-- Texto apresentado --
==*==

Eu sei, mas não devia, de Marina Colasanti (texto completo e análise)


Rebeca Fuks
Rebeca Fuks
Doutora em Estudos da Cultura

A crônica Eu sei, mas não devia, publicada pela autora Marina Colasanti (1937) no Jornal do Brasil, em 1972, continua nos cativando até os dias de hoje.

Ela nos lembra de como, muitas vezes, deixamos as nossas vidas se esvaziarem acomodados numa rotina repetitiva e estéril que não nos permite admirar a beleza que está a nossa volta.

Eu sei, mas não devia - texto completo

Eu sei que a gente se acostuma. Mas não devia.

A gente se acostuma a morar em apartamentos de fundos e a não ter outra vista que não as janelas ao redor. E, porque não tem vista, logo se acostuma a não olhar para fora. E, porque não olha para fora, logo se acostuma a não abrir de todo as cortinas. E, porque não abre as cortinas, logo se acostuma a acender mais cedo a luz. E, à medida que se acostuma, esquece o sol, esquece o ar, esquece a amplidão.

A gente se acostuma a acordar de manhã sobressaltado porque está na hora. A tomar o café correndo porque está atrasado. A ler o jornal no ônibus porque não pode perder o tempo da viagem. A comer sanduíche porque não dá para almoçar. A sair do trabalho porque já é noite. A cochilar no ônibus porque está cansado. A deitar cedo e dormir pesado sem ter vivido o dia.

A gente se acostuma a abrir o jornal e a ler sobre a guerra. E, aceitando a guerra, aceita os mortos e que haja números para os mortos. E, aceitando os números, aceita não acreditar nas negociações de paz. E, não acreditando nas negociações de paz, aceita ler todo dia da guerra, dos números, da longa duração.

A gente se acostuma a esperar o dia inteiro e ouvir no telefone: hoje não posso ir. A sorrir para as pessoas sem receber um sorriso de volta. A ser ignorado quando precisava tanto ser visto.

A gente se acostuma a pagar por tudo o que deseja e o de que necessita. E a lutar para ganhar o dinheiro com que pagar. E a ganhar menos do que precisa. E a fazer fila para pagar. E a pagar mais do que as coisas valem. E a saber que cada vez pagar mais. E a procurar mais trabalho, para ganhar mais dinheiro, para ter com que pagar nas filas em que se cobra.

==*==

-- Registros do exercício --
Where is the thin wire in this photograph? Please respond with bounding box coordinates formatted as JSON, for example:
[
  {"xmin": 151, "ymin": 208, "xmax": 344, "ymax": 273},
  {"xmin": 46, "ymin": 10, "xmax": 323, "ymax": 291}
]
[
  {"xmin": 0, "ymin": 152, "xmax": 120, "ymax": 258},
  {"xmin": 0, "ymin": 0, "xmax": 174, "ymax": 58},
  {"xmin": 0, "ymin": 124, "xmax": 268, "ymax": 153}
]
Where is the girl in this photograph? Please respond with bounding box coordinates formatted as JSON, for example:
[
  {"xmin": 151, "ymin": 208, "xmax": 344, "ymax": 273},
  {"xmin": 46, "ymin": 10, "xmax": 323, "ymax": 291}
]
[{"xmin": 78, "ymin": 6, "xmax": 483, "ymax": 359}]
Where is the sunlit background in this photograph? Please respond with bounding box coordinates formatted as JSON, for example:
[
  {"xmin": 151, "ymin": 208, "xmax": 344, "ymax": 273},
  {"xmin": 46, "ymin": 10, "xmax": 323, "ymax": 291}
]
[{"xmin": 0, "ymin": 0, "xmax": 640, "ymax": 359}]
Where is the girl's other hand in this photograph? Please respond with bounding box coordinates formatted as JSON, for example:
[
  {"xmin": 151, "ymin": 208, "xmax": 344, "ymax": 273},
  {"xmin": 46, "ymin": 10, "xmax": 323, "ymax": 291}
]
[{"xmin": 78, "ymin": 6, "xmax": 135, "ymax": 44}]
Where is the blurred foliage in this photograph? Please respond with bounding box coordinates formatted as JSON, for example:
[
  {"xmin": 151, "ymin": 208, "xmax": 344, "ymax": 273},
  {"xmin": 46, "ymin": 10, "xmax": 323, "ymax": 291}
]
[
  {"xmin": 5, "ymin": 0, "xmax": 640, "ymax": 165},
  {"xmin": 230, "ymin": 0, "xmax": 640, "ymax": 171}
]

==*==

-- O que fazer --
1. Identifique e copie cada linha dos registros em que aparece a sequência "girl".
2. Dê continuidade à crônica sobre o hábito de se acostumar, começando logo depois da última frase apresentada.

-- Resultados --
1.
Where is the girl in this photograph? Please respond with bounding box coordinates formatted as JSON, for example:
Where is the girl's other hand in this photograph? Please respond with bounding box coordinates formatted as JSON, for example:

2.
A gente se acostuma a andar na rua e ver cartazes. A abrir as revistas e ver anúncios. A ligar a televisão e assistir a comerciais. A ir ao cinema e engolir publicidade. A ser instigado, conduzido, desnorteado, lançado na infindável catarata dos produtos.

A gente se acostuma à poluição. Às salas fechadas de ar condicionado e cheiro de cigarro. À luz artificial de ligeiro tremor. Ao choque que os olhos levam na luz natural. Às bactérias da água potável. À contaminação da água do mar. À lenta morte dos rios. Se acostuma a não ouvir passarinho, a não ter galo de madrugada, a temer a hidrofobia dos cães, a não colher fruta no pé, a não ter sequer uma planta.

A gente se acostuma a coisas demais, para não sofrer. Em doses pequenas, tentando não perceber, vai afastando uma dor aqui, um ressentimento ali, uma revolta acolá. Se o cinema está cheio, a gente senta na primeira fila e torce um pouco o pescoço. Se a praia está contaminada, a gente molha só os pés e sua no resto do corpo. Se o trabalho está duro, a gente se consola pensando no fim de semana. E se no fim de semana não há muito o que fazer a gente vai dormir cedo e ainda fica satisfeito porque tem sempre sono atrasado.

A gente se acostuma para não se ralar na aspereza, para preservar a pele. Se acostuma para evitar feridas, sangramentos, para esquivar-se de faca e baioneta, para poupar o peito. A gente se acostuma para poupar a vida. Que aos poucos se gasta, e que, gasta de tanto acostumar, se perde de si mesma.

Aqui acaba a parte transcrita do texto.